* _Objective_:
Copy out the records without changes, from their first line through the line holding "214), (192, 196)]", inclusive.

* _Material to process_:
● ● ● ●

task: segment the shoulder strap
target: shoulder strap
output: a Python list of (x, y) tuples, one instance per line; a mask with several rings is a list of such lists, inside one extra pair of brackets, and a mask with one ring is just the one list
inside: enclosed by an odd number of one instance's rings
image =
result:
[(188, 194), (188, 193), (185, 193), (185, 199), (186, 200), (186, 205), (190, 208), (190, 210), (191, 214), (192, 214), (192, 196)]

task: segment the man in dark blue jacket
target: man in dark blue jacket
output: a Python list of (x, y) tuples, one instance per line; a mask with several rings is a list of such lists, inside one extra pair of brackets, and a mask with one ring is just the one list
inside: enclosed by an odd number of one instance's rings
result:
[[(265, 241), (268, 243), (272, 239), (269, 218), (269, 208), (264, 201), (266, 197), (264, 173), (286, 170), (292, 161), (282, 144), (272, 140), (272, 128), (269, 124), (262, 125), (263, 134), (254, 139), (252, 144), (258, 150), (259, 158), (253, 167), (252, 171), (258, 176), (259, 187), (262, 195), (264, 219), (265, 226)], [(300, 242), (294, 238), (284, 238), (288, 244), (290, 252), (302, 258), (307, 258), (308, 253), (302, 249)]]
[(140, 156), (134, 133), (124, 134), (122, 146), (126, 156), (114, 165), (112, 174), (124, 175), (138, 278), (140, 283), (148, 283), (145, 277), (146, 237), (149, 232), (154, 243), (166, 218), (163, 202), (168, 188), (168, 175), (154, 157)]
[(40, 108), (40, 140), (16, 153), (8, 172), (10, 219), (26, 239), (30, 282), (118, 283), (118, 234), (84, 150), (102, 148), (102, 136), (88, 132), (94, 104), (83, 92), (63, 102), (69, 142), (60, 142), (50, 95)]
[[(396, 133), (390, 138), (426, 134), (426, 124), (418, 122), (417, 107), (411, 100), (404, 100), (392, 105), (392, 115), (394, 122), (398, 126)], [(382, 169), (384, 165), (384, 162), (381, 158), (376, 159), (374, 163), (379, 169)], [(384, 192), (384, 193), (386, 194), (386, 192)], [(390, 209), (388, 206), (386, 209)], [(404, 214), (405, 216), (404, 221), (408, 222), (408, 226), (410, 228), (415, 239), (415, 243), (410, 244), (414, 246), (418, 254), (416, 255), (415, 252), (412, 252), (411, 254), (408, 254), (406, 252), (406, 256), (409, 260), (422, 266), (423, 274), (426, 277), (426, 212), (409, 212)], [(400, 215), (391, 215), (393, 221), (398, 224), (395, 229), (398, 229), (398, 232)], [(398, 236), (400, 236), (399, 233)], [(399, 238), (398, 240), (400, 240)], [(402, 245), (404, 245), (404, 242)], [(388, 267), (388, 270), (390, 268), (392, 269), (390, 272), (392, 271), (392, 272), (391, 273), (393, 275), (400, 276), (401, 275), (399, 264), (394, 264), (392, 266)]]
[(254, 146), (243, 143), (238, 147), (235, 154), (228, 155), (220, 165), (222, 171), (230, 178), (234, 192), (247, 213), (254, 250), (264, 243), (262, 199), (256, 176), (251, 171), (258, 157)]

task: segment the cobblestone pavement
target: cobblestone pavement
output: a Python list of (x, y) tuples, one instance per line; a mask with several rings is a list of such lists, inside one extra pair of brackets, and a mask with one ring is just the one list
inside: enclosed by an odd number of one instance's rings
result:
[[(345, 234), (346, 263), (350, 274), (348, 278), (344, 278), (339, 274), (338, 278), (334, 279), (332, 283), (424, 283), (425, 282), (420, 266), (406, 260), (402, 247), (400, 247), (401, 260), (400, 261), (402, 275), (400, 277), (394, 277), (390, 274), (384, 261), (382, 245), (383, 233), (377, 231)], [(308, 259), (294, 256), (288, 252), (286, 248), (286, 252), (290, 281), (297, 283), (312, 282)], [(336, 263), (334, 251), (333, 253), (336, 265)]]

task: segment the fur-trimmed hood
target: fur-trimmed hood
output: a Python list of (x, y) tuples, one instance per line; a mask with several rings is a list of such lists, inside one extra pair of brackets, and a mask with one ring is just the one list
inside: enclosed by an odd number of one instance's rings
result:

● ● ● ●

* _Problem solution_:
task: segment the shoulder strap
target: shoulder strap
output: a Python list of (x, y) tuples, one instance per line; a mask with several rings is a list of such lists, inside one extra pair of brackets, and a mask with one ring is just the one list
inside: enclosed by an odd number of one instance's rings
image =
result:
[(188, 194), (188, 193), (185, 193), (185, 199), (186, 200), (186, 205), (190, 208), (190, 210), (191, 214), (192, 214), (192, 196)]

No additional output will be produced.